* TASK TO COMPLETE:
According to the section on harmonic current sources, what are the two main sources of harmonic currents it considers?

* SELECTED TEXT:
---

2.2 Harmonic Current Sources
Most harmonic sources penetrate the transmission network from
all the different lower-level connected individual loads. Such
loads commonly have some non-linear portion continuously producing
harmonic currents on a steady-state basis. These harmonic currents
are propagating through the system. Some currents cancel each other
or are reduced, while others are amplified due to the different
phase relationships between them. Within the high voltage
transmission network, non-ideal network components may also
contribute to harmonic currents. These may also be generated on a
steady-state basis or may exist on the system for a short period of
time during switching. The two main sources of harmonic currents
considered here are converter loads penetrating from the lower
levels and the in-rush currents generated during the energization
of power transformers. Other non-linear loads that produce large
amounts of distortion are arc-furnaces, arc-welders, fluorescent
lighting and magnetic saturation in power transformers.

---

* GIVEN RECORDS:
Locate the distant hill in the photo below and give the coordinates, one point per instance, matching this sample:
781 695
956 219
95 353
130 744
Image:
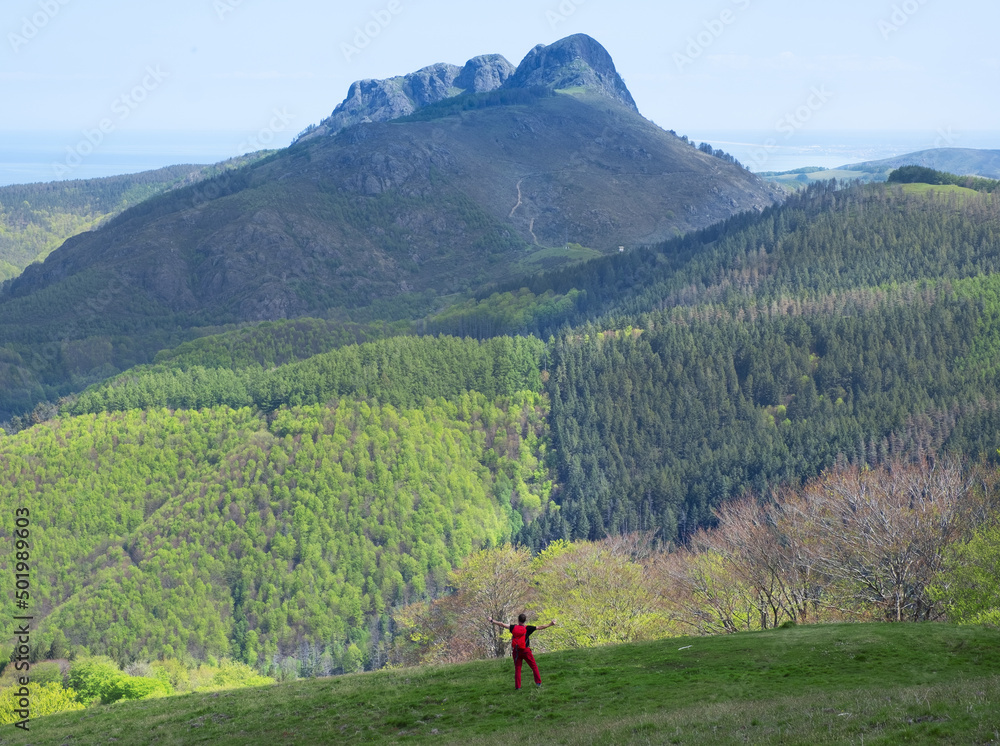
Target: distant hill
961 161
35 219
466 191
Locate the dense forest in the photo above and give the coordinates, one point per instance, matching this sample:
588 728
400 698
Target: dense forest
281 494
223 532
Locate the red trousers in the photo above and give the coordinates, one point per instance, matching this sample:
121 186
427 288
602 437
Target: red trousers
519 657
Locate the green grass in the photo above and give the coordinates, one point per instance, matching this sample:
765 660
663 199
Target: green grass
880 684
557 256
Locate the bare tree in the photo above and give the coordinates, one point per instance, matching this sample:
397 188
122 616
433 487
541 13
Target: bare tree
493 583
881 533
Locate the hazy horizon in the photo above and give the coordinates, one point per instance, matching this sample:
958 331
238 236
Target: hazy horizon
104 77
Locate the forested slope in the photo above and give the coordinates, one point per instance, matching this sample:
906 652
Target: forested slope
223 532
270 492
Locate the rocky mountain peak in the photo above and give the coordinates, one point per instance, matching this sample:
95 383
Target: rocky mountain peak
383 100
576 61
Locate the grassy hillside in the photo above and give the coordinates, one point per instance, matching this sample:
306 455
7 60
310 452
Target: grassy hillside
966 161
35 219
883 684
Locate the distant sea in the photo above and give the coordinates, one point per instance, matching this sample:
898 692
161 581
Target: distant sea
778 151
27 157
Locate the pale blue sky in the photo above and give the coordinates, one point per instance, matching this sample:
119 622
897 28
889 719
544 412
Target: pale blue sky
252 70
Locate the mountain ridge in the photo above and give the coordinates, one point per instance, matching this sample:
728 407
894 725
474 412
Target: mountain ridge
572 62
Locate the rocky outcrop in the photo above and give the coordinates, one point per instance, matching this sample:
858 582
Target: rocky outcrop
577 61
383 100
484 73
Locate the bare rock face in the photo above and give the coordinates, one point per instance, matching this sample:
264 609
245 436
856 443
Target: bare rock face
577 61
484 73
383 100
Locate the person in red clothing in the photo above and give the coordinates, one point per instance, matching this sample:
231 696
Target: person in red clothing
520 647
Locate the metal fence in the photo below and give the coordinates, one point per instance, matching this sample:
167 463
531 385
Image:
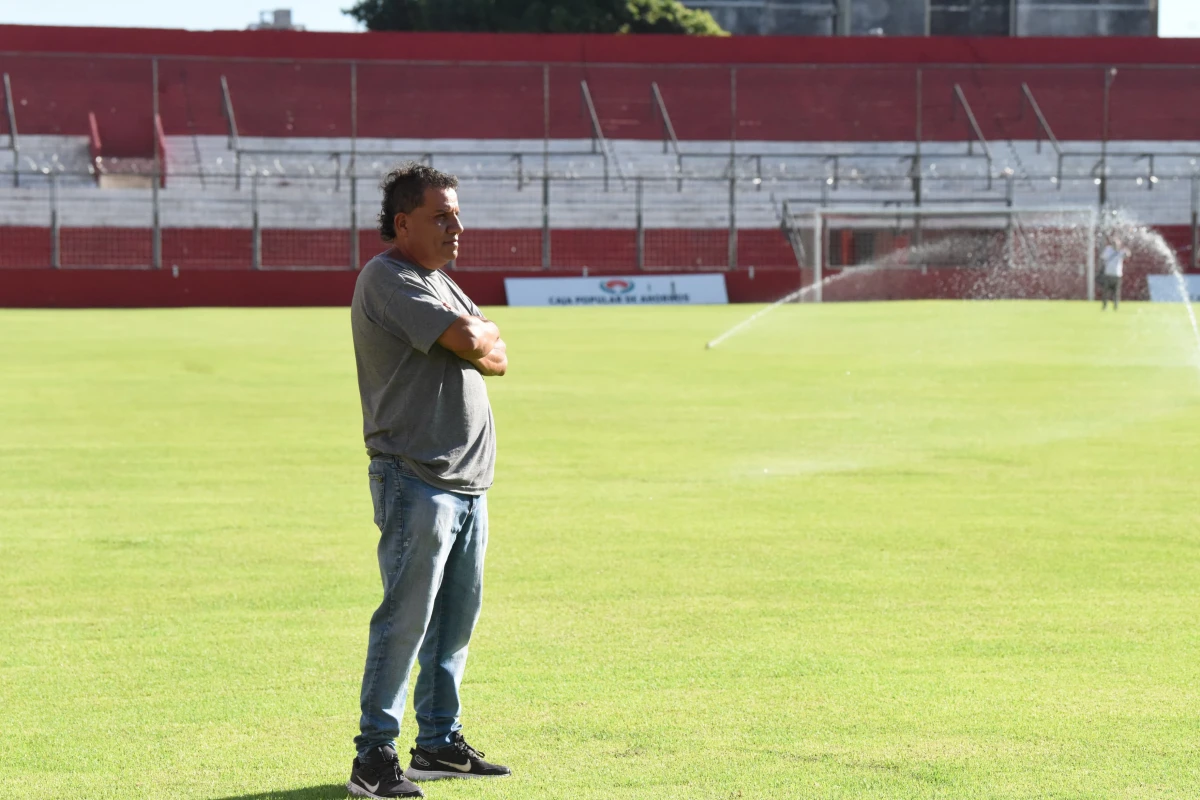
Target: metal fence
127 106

---

* ANSWER:
Converter loads penetrating from the lower levels, and the in-rush currents generated during the energization of power transformers.